Saturday, January 07, 2012

Toddler Foods, And Recipe: Optionally Vegan Carrot Cookies

Bug will no longer eat dinner.

For breakfast and lunch, he can choose his meal: typically oat-e-os and soymilk and then, invariably, PB&J for lunch.  For dinner, he can have what's on the table, or nothing.  (Unless it's super-spicy, or fish.)    This is the child who begs for goat cheese, who- one week- started eating whole sweet peppers, out of the bag, at the grocery; but offer him homemade lasagna and he throws a fit.

I refuse to make food an Issue, so I repeat to myself, "I put healthy food in front of him and he can choose to eat or not."  He's eating double lunch to make up for it; afternoon snack has been abolished.  He weighs 35 pounds (that's a hearty 2.5 year old), so I wouldn't care except he's hungry and insane for two full hours every single night.

Oh well.  Someday he'll grow out of it, right?  In the meanwhile he and I have embarked on a microgreen-growing project. Likely he will eat two bites and then turn up his pert little nose.  And we bake healthy, protein-y veggie-hiding things together, on the theory that if he helps cook, he might eat it.

Here is a toddler-friendly, low-sugar, high-protein, carrot-containing cookie recipe. Don't expect carrot cake; this is more like the whole-grain breakfast muffin your co-op makes.

Vegan-or-not Carrot Cookies (adapted from Farm Journal Country Cookbook)

Thursday, January 05, 2012

Sensitive Boy

Bug has always been a little sensitive, and very attached to Mama.  When I was working I never left him for more than nine hours... and since I quit my job a year and a half ago, never more than three hours.  (Yes, I do feel like I'm on one of those tethered leashes!  Thank you for asking!)  I've left him with a variety of responsible friends and relatives, but he would often sob quietly for an hour or two.  He was a little afraid of the more aggressive kids, wouldn't talk around anyone but family, and had a fit every time I walked out the door; I joked that he was going to be the kid who cried every day after kindergarten.

Well, suddenly he's chattering nonstop, running around at top speed after his tot friends, and screaming "MINE! MINE!!! I NEED IT I WANT IT IT'S MINE!!!"  I dropped him off at a friend's house today and he ran away without his goodbye kiss, never looking back.

Task objective →
Pick up the parenting blog about Bug after its final sentence and write what comes next.

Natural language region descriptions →
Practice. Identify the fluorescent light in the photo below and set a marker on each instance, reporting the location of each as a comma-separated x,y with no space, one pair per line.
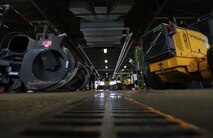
105,50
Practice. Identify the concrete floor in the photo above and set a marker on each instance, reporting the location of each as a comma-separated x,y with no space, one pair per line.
193,106
18,110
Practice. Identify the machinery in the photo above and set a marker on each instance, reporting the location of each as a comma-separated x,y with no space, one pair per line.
41,64
176,56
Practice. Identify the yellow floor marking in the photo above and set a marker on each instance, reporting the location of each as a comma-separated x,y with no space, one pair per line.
182,123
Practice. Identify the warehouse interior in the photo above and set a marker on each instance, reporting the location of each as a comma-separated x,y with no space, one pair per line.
143,54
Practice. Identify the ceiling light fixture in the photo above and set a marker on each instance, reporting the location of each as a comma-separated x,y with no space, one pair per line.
105,50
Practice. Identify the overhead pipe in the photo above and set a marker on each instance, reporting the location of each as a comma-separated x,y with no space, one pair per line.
121,56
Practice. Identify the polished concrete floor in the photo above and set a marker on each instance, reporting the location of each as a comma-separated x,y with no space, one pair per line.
17,111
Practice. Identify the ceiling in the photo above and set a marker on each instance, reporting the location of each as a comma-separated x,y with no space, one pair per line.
142,16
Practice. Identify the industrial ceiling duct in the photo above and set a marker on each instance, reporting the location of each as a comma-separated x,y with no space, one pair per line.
121,6
79,7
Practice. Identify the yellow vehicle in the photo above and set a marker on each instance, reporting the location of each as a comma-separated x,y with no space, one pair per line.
176,56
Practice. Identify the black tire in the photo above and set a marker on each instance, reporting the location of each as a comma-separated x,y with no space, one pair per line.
210,58
154,81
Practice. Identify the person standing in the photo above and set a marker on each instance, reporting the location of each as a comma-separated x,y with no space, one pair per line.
92,78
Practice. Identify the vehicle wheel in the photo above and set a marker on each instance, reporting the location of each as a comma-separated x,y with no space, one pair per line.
115,87
154,81
210,58
206,84
178,85
123,87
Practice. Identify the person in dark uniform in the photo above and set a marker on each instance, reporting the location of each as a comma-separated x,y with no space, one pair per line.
92,78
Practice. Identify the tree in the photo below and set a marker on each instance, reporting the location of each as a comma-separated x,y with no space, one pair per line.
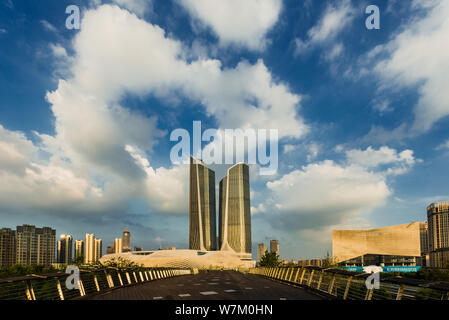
329,261
270,259
122,263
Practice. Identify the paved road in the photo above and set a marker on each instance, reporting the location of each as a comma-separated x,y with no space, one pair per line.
213,285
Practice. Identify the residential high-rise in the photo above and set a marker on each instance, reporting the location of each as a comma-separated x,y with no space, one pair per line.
438,230
202,210
65,245
221,209
98,249
7,247
274,246
35,245
126,241
118,247
424,239
89,248
79,249
261,249
235,215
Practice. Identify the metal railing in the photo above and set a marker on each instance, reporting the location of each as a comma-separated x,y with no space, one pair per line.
53,286
345,285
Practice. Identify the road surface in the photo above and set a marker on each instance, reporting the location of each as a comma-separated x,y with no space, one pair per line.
213,285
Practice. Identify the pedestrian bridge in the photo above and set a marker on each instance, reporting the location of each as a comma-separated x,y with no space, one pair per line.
277,283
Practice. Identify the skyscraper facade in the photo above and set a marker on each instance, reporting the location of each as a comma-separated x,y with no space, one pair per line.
35,245
64,250
261,249
235,214
274,246
202,210
438,230
98,249
221,209
126,241
118,247
89,248
7,247
79,249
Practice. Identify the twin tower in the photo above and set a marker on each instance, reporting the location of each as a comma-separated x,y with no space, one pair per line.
234,215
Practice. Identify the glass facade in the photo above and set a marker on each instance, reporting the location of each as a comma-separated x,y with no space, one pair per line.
438,229
7,247
202,207
126,241
35,245
65,249
235,210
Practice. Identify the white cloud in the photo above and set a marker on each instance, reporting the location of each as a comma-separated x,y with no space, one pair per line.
48,26
58,51
332,23
259,209
97,160
289,148
443,146
243,23
327,193
371,158
314,149
418,57
139,7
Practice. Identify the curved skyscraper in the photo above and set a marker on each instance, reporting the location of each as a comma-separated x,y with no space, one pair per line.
235,211
202,210
126,241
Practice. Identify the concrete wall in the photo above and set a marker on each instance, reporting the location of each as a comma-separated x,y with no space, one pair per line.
401,240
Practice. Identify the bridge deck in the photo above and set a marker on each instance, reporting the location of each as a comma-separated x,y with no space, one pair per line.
213,285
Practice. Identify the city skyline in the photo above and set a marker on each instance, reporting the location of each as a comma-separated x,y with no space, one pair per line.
85,141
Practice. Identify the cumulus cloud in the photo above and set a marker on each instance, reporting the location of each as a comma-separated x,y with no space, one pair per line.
242,23
139,7
48,26
98,159
335,18
327,193
404,61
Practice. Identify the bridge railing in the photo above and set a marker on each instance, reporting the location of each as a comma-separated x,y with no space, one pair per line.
53,286
345,285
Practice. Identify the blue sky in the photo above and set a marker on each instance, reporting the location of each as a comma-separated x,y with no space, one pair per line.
86,114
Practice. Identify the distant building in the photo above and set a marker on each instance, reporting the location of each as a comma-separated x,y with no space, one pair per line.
438,229
7,247
35,245
89,248
391,246
118,245
234,213
261,249
126,241
202,211
64,250
98,249
424,239
79,249
274,246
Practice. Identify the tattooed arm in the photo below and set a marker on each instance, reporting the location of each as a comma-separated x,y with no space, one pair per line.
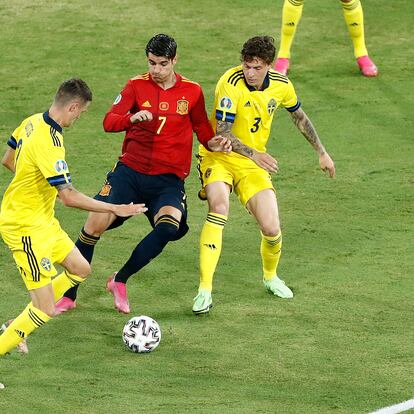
305,126
262,159
8,159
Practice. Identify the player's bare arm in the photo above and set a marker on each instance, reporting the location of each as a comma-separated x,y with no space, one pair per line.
262,159
8,159
219,144
305,126
73,198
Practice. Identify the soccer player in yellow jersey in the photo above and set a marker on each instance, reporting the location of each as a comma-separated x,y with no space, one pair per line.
27,223
354,18
246,99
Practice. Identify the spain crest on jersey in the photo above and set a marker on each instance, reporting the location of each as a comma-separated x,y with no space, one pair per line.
182,107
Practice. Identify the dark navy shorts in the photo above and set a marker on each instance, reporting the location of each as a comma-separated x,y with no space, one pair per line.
124,185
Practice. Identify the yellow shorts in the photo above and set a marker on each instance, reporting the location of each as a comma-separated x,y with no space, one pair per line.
35,253
241,173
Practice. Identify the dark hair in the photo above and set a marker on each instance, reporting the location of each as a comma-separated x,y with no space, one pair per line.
162,45
261,47
72,89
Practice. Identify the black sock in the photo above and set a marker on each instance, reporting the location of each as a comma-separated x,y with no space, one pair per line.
86,244
149,247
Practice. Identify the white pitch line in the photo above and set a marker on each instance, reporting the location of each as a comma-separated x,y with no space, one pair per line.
397,408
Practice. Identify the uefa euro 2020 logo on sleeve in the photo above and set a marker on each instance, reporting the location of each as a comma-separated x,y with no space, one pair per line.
226,103
61,166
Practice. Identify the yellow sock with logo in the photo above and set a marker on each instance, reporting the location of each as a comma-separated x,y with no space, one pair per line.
291,14
211,240
270,250
21,327
63,282
354,18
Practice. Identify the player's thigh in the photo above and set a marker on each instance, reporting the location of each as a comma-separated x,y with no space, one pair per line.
33,255
43,298
120,187
76,264
250,181
214,169
218,194
263,206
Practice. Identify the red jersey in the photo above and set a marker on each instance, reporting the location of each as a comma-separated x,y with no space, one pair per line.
163,145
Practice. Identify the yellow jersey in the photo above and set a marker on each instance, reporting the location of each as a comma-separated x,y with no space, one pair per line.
28,203
251,111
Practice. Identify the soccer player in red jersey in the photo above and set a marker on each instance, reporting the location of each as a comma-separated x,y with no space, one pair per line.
158,111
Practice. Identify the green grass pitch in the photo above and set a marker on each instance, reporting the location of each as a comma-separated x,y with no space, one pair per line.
344,344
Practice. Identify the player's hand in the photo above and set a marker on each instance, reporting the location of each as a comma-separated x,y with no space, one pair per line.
326,164
127,210
265,161
141,116
219,144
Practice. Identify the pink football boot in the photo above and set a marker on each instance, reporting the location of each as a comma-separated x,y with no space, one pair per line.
118,289
282,65
367,66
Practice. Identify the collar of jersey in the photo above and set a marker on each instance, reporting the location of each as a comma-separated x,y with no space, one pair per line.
265,85
51,122
177,82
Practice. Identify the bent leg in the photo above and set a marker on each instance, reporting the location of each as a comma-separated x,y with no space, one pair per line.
263,207
166,226
36,314
95,225
211,237
291,14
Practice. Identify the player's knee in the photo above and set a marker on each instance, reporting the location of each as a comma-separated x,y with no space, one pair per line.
220,207
97,223
82,269
270,229
47,308
167,227
167,231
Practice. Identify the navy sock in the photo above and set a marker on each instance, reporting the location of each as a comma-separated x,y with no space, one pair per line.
86,244
149,247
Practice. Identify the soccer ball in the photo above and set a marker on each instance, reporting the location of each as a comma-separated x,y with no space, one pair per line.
141,334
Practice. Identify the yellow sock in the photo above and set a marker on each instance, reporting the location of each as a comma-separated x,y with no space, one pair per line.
354,18
63,282
211,240
291,14
29,320
270,249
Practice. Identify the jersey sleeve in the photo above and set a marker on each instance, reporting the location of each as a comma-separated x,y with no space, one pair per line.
200,123
290,100
50,159
227,97
118,117
12,141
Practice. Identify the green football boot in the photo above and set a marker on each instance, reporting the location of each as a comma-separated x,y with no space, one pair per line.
278,287
202,302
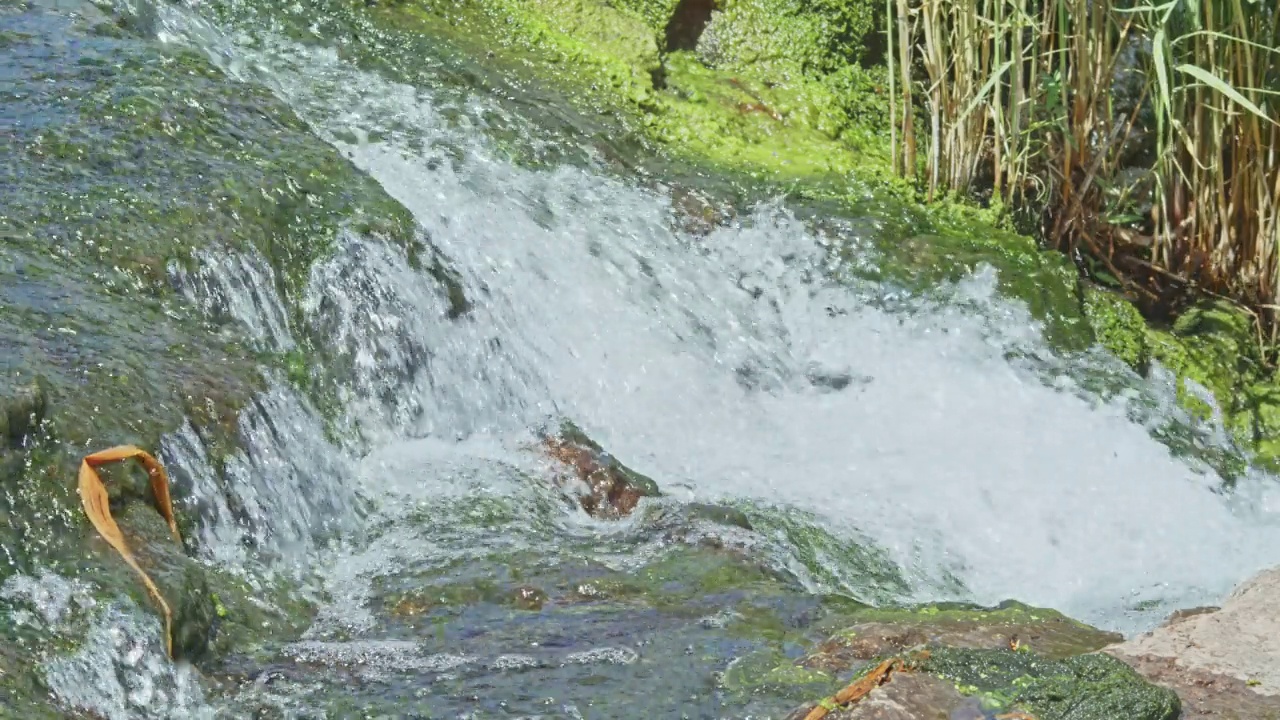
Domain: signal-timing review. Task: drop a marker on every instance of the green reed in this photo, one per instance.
(1146, 137)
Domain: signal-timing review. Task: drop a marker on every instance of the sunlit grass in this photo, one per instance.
(1144, 139)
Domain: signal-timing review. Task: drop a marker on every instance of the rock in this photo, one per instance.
(181, 579)
(1223, 662)
(909, 696)
(612, 488)
(974, 664)
(891, 632)
(22, 410)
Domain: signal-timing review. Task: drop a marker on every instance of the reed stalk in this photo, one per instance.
(1046, 104)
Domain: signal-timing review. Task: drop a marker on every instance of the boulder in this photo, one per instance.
(1224, 662)
(612, 490)
(976, 664)
(22, 410)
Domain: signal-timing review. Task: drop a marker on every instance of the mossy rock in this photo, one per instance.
(1212, 343)
(883, 632)
(995, 682)
(1087, 687)
(613, 490)
(1119, 327)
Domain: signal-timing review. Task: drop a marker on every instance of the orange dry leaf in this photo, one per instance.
(97, 507)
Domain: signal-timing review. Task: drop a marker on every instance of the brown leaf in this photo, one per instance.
(99, 510)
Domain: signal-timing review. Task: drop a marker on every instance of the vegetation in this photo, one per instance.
(1141, 139)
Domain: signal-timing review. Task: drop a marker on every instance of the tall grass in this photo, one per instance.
(1147, 137)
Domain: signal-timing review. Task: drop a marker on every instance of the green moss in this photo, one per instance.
(1087, 687)
(769, 670)
(1119, 327)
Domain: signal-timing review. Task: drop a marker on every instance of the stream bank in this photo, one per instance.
(305, 304)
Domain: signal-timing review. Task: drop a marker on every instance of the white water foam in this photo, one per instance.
(688, 358)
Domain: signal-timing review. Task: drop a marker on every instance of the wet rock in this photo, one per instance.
(181, 579)
(695, 213)
(612, 490)
(993, 683)
(717, 514)
(891, 632)
(1223, 662)
(974, 664)
(909, 696)
(529, 598)
(22, 410)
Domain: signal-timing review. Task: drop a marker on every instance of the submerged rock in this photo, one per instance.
(612, 488)
(972, 664)
(22, 410)
(1223, 662)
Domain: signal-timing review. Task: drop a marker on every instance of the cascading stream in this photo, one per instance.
(850, 419)
(689, 358)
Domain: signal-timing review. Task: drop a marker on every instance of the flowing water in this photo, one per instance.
(883, 445)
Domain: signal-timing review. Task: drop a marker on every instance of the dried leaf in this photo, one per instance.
(859, 688)
(99, 510)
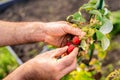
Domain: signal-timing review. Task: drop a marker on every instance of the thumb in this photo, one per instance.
(74, 31)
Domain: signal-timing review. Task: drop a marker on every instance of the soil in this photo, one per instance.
(53, 10)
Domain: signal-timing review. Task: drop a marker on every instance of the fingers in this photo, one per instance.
(68, 69)
(68, 60)
(58, 52)
(73, 31)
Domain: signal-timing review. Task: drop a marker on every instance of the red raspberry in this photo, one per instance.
(68, 43)
(70, 48)
(76, 40)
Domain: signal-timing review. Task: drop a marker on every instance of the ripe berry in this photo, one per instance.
(70, 48)
(68, 43)
(76, 40)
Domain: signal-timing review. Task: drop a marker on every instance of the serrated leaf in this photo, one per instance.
(99, 35)
(105, 42)
(106, 27)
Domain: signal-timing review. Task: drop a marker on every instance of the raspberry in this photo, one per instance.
(70, 48)
(68, 43)
(76, 40)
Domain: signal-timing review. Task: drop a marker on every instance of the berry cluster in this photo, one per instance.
(73, 43)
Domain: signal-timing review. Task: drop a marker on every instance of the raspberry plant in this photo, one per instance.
(94, 19)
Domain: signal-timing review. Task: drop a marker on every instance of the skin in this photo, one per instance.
(44, 66)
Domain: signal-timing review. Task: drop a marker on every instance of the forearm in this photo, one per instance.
(27, 72)
(12, 33)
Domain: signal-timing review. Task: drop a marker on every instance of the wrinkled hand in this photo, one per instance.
(56, 32)
(46, 67)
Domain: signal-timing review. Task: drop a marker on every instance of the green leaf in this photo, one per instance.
(99, 35)
(100, 4)
(78, 17)
(105, 42)
(88, 7)
(106, 27)
(96, 12)
(83, 45)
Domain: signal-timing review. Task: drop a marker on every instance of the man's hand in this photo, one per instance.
(46, 67)
(55, 33)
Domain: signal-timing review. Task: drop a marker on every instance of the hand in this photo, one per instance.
(55, 33)
(46, 67)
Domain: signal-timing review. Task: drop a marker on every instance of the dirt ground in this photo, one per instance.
(50, 10)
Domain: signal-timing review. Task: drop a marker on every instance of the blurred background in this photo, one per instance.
(50, 10)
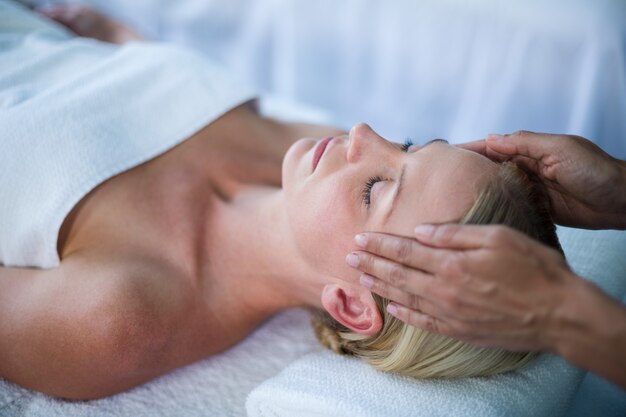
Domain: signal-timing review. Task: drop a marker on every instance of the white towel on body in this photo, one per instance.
(325, 384)
(75, 112)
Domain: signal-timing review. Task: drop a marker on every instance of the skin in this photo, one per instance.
(123, 307)
(492, 286)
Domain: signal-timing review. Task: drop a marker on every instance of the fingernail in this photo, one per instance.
(392, 309)
(366, 281)
(494, 137)
(425, 230)
(361, 240)
(353, 260)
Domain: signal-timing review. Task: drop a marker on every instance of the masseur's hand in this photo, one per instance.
(586, 186)
(493, 286)
(488, 285)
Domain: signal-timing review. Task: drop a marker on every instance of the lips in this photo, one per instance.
(319, 151)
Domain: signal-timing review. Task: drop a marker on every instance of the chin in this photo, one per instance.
(296, 166)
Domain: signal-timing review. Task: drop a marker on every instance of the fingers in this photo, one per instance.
(419, 319)
(527, 144)
(400, 249)
(478, 146)
(457, 236)
(392, 273)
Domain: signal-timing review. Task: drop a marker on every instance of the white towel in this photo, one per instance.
(325, 384)
(75, 112)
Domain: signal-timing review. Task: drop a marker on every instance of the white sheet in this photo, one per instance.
(456, 69)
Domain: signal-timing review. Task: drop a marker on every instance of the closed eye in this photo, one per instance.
(367, 190)
(406, 145)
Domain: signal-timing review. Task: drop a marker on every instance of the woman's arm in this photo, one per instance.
(94, 327)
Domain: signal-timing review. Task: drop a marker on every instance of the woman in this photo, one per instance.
(181, 256)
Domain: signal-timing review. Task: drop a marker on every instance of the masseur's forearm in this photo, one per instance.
(589, 330)
(623, 185)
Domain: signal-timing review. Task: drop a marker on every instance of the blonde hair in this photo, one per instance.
(511, 198)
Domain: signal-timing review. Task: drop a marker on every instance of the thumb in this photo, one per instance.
(462, 237)
(524, 144)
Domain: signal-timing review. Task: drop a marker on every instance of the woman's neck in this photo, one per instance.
(253, 262)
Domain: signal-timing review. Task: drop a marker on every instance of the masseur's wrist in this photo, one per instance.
(622, 185)
(588, 325)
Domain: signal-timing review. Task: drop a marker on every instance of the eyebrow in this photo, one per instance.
(394, 201)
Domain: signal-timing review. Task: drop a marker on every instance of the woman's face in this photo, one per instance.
(363, 182)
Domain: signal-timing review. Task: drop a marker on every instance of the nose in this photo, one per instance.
(361, 141)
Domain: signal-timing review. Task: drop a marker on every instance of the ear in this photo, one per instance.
(354, 308)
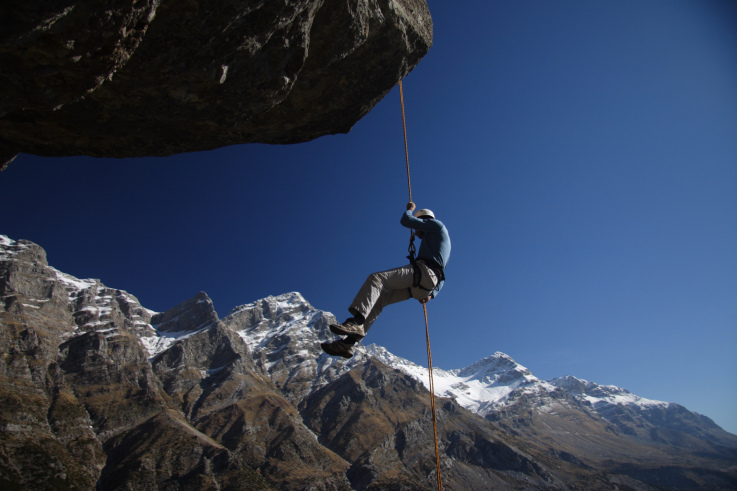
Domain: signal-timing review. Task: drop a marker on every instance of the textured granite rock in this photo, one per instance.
(125, 78)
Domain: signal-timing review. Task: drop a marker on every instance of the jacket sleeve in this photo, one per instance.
(410, 221)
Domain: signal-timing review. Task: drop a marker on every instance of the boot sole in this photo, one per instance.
(338, 329)
(327, 349)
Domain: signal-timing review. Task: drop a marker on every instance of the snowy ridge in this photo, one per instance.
(602, 395)
(480, 387)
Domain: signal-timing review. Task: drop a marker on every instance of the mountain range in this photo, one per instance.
(99, 392)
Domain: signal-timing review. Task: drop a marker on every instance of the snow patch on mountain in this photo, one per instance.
(479, 387)
(602, 395)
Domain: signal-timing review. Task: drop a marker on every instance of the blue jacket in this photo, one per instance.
(435, 243)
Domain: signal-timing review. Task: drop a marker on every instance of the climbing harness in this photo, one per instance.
(411, 258)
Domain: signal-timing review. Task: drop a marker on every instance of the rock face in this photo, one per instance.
(125, 78)
(97, 392)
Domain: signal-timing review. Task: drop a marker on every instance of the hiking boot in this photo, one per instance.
(349, 328)
(338, 348)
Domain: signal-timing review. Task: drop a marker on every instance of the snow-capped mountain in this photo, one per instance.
(94, 383)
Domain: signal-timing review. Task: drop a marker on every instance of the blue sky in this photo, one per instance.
(583, 155)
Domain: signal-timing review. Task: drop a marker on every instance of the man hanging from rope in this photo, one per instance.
(422, 280)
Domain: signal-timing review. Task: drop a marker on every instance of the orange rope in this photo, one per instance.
(432, 402)
(424, 307)
(404, 127)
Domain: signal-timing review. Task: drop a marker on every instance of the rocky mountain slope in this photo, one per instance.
(138, 78)
(98, 392)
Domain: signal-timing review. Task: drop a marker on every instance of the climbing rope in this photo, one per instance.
(404, 127)
(424, 305)
(432, 401)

Answer box →
Not worried any more.

Tuesday, January 03, 2012

Lab Accidents

In the wake of a tragic accident at UCLA, I was thinking about biology labs.  (The particular situation in the UCLA accident is not under discussion here.)

(Note: these things are only funny because nobody got hurt.  Otherwise it would be really, really sad.)

Now, I used to work in a synthetic organic lab.  The two (fortunately, small, no injuries) lab fires that happened while I was there both involved lithium compounds: my boss set the base bath on fire.  Twice.  Yes, he did know better.  He also had an imploded, melted round-bottom flask with molecular sieves embedded in it, fused into a torn-apart heating mantle, entitled "Dumbass Of The Year Award, 1992."  (Lots of heat plus melted glass plus vacuum... you can imagine how that would end badly.)  And there was that one time with the aqua regia... well, turns out you really, really should add the acetone slowly; picture a small, REALLY corrosive volcano emitting metal-rusting fumes. Let's just say, it's a good thing the fume hood clamped down.  Anyhow.

Biologists, on the other hand... I've seen them do a lot of really stupid things.  Strong bases stored in glass!  (They etch glass.)  Oxidizers and reducers stored together, right next to flammable solvents!  (Because then, if they break and mix, it would go whoosh and KABOOM.)  Our idiot tech touching unpolymerized acrylamide with her bare hands!!!  (Neurotoxin.)  Amanitin without gloves!  (Death cap mushroom toxin!)  Phenol everywhere!  (Flammable, toxic, also causes burns, liver failure, and DEATH.)  And don't even get me started on things that get put down the sink,  to say nothing of the Ground Chicken Incident in my former lab.  The plumbers probably burned effigies of us. 

Seriously.  If biology required more than microliters of most of this stuff, biologists would blow themselves up all the time.